[Stored items]

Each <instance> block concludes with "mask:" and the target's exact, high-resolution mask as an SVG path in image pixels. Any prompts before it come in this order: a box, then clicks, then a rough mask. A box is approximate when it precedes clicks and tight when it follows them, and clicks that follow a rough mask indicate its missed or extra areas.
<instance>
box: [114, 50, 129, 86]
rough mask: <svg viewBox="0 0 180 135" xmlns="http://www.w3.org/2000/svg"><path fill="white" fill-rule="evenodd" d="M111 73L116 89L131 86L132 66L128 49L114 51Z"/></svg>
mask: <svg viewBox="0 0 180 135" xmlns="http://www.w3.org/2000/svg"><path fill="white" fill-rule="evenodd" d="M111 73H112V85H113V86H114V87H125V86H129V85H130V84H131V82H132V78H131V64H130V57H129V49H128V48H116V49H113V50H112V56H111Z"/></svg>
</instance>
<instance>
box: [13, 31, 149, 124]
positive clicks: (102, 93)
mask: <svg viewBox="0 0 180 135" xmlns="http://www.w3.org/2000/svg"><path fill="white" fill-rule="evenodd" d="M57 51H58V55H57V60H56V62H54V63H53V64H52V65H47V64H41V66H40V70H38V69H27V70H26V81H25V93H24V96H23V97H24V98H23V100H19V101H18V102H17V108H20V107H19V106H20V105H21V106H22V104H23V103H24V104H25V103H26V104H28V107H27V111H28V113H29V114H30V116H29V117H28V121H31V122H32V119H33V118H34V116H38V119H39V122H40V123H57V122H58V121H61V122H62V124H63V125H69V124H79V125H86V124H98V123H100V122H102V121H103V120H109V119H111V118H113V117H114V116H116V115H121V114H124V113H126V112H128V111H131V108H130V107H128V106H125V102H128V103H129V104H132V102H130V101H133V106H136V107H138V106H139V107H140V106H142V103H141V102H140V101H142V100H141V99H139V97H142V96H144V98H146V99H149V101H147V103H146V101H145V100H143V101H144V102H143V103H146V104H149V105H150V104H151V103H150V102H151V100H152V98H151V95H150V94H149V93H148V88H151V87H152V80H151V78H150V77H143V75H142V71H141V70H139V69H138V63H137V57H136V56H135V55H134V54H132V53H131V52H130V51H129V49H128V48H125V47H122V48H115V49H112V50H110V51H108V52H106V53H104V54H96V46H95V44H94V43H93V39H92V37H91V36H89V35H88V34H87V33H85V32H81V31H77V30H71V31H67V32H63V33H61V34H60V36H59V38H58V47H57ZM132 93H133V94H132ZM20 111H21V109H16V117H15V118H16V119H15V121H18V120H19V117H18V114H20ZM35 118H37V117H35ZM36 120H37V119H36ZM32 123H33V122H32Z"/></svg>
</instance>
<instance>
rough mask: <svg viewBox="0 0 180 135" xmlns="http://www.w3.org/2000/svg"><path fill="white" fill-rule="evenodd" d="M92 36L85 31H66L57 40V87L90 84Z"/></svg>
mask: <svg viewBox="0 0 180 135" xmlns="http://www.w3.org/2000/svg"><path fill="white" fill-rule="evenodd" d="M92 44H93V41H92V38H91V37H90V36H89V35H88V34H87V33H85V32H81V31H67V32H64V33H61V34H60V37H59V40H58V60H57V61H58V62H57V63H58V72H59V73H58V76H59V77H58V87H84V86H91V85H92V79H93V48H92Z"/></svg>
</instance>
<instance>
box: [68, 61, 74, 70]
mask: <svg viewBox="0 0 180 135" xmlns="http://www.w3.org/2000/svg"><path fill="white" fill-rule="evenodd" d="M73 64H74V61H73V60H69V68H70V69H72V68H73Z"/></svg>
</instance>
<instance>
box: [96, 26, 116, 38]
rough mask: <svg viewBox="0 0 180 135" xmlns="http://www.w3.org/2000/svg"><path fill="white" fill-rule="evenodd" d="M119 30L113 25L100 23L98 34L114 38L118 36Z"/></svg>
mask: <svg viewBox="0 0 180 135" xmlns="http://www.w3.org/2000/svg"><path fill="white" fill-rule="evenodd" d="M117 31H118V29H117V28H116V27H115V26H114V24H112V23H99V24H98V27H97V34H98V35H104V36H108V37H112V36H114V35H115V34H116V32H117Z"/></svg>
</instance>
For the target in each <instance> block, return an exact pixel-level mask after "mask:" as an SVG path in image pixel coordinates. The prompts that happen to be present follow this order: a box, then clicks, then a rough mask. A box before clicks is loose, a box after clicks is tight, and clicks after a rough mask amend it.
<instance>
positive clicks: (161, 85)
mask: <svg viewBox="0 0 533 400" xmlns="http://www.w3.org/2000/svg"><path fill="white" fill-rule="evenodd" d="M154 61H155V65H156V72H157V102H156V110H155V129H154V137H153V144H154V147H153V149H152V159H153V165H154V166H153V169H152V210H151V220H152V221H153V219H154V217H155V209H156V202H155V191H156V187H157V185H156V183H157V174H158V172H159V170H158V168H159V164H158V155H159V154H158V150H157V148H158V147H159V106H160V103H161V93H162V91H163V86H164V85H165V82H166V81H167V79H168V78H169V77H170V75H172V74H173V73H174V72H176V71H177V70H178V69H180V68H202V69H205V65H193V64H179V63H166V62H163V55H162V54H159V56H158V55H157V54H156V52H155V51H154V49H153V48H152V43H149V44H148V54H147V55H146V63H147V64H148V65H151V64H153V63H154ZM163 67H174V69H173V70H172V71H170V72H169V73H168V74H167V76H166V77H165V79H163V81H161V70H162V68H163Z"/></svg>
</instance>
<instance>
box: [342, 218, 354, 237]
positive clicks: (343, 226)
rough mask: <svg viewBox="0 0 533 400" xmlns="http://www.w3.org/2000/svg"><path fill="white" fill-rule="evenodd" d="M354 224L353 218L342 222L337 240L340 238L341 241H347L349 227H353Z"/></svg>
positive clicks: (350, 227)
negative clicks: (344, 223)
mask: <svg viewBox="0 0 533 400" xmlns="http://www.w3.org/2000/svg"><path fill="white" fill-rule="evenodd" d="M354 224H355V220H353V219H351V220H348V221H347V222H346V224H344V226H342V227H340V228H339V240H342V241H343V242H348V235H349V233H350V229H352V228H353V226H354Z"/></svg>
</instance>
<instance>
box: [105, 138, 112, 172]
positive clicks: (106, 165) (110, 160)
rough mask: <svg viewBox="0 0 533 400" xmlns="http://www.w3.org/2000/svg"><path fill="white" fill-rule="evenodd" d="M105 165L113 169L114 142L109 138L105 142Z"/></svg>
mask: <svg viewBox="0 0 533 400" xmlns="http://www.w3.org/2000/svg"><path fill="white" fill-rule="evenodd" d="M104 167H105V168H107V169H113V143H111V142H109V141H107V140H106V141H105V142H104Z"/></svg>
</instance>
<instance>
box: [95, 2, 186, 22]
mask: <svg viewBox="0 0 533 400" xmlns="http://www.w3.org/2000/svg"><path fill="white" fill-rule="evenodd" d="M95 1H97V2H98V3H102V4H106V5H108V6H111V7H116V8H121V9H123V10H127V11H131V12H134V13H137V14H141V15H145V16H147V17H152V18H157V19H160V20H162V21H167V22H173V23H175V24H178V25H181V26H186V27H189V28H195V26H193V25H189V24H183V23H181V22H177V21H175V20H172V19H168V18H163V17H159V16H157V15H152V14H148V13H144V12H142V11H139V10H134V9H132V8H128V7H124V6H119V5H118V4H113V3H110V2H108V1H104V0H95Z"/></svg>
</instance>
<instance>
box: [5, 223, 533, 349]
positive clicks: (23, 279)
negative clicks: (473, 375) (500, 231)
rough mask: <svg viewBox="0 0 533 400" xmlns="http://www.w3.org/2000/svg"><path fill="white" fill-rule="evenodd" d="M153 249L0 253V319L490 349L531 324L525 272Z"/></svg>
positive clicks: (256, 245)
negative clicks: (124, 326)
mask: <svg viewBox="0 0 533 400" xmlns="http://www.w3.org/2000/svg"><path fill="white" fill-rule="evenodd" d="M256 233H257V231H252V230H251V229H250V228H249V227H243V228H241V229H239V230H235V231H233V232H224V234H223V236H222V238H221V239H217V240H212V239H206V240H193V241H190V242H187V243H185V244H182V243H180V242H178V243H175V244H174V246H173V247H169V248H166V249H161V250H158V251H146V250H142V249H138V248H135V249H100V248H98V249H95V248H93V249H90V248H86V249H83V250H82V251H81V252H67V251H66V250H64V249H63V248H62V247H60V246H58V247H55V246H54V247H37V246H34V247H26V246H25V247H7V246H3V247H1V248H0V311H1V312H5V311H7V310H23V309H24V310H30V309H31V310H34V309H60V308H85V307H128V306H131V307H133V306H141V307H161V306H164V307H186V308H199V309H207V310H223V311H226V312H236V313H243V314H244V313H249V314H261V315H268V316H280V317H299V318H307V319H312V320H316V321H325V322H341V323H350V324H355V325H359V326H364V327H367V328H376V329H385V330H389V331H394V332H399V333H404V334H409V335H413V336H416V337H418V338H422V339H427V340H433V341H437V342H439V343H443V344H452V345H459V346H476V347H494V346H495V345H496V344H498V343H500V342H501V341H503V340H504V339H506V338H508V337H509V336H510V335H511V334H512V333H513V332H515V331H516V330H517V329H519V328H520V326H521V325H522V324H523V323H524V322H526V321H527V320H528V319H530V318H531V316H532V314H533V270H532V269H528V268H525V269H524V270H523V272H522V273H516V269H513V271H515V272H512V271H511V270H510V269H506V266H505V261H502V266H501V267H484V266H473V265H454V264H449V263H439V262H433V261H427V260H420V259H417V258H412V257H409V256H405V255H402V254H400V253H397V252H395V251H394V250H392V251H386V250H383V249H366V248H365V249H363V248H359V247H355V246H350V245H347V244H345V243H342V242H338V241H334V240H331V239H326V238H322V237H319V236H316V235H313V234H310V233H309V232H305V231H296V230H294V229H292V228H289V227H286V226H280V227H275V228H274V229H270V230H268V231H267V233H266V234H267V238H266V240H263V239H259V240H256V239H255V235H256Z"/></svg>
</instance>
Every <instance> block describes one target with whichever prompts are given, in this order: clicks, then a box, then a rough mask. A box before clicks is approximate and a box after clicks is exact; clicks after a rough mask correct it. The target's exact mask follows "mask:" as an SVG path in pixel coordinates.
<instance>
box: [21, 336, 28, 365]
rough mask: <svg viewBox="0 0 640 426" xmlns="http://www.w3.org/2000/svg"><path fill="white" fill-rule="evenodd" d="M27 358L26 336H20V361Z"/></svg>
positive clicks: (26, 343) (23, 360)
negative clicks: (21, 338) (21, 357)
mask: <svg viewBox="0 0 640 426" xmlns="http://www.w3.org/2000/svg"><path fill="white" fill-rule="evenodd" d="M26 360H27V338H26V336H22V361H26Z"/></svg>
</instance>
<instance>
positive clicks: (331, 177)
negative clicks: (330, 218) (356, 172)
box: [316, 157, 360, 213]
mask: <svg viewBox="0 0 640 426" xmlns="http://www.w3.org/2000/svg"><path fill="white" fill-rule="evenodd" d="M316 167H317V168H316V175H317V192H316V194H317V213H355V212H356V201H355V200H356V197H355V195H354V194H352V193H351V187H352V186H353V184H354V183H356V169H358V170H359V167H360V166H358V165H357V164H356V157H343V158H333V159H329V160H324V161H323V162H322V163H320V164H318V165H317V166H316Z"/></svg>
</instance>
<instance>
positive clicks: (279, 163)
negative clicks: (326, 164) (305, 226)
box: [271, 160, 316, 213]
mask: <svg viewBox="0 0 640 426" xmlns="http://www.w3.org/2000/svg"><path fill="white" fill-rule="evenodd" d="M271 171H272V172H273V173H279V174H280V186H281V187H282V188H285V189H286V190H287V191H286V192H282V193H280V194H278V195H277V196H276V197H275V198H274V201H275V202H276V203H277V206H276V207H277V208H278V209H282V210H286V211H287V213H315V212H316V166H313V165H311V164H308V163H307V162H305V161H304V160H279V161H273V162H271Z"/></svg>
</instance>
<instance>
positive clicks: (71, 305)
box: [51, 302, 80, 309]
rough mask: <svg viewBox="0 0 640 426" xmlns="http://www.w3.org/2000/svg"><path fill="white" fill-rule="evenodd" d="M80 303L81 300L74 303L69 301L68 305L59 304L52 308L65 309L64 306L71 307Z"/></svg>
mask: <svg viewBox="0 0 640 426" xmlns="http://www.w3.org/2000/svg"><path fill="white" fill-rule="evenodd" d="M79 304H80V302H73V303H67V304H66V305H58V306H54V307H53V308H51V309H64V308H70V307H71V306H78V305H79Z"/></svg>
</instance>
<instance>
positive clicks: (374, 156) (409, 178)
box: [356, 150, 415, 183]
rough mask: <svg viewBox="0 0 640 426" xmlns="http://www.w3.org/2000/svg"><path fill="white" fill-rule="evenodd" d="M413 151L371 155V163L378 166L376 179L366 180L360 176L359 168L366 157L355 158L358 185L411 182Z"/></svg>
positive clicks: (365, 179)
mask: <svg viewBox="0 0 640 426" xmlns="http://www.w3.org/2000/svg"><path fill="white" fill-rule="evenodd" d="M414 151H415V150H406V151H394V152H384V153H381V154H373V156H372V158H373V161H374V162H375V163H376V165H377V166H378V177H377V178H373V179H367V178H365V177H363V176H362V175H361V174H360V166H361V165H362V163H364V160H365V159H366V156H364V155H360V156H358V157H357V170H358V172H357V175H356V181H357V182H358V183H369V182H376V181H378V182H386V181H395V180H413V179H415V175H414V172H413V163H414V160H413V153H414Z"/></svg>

WHAT TO PRODUCE =>
When you reach the line containing "224L353 218L342 222L337" in the data above, start copying exactly, and stop after the line containing "positive clicks: (256, 245)".

ANSWER AREA =>
rough mask: <svg viewBox="0 0 533 400" xmlns="http://www.w3.org/2000/svg"><path fill="white" fill-rule="evenodd" d="M354 224L353 218L342 222L337 240L340 238L341 241H347L349 227H353Z"/></svg>
positive clicks: (350, 227)
negative clicks: (344, 223)
mask: <svg viewBox="0 0 533 400" xmlns="http://www.w3.org/2000/svg"><path fill="white" fill-rule="evenodd" d="M354 224H355V220H353V219H351V220H348V221H347V222H346V224H344V226H342V227H340V228H339V240H342V241H343V242H348V235H349V233H350V229H352V228H353V226H354Z"/></svg>
</instance>
<instance>
box: [105, 138, 112, 172]
positive clicks: (106, 165) (110, 160)
rough mask: <svg viewBox="0 0 533 400" xmlns="http://www.w3.org/2000/svg"><path fill="white" fill-rule="evenodd" d="M105 165L113 169L114 142L109 138L105 142Z"/></svg>
mask: <svg viewBox="0 0 533 400" xmlns="http://www.w3.org/2000/svg"><path fill="white" fill-rule="evenodd" d="M104 167H105V168H107V169H113V143H111V142H109V141H107V140H106V141H105V142H104Z"/></svg>
</instance>
<instance>
box: [95, 2, 186, 22]
mask: <svg viewBox="0 0 533 400" xmlns="http://www.w3.org/2000/svg"><path fill="white" fill-rule="evenodd" d="M95 1H97V2H98V3H102V4H106V5H108V6H111V7H116V8H121V9H123V10H127V11H131V12H134V13H137V14H141V15H145V16H147V17H152V18H157V19H160V20H162V21H167V22H173V23H175V24H178V25H181V26H186V27H189V28H195V26H193V25H189V24H183V23H181V22H177V21H175V20H172V19H168V18H163V17H159V16H157V15H152V14H148V13H144V12H142V11H139V10H134V9H132V8H128V7H124V6H119V5H118V4H113V3H110V2H108V1H104V0H95Z"/></svg>
</instance>
<instance>
box: [5, 223, 533, 349]
positive clicks: (23, 279)
negative clicks: (473, 375) (500, 231)
rough mask: <svg viewBox="0 0 533 400" xmlns="http://www.w3.org/2000/svg"><path fill="white" fill-rule="evenodd" d="M153 249L0 253V319L490 349L531 324L525 272Z"/></svg>
positive clicks: (256, 245)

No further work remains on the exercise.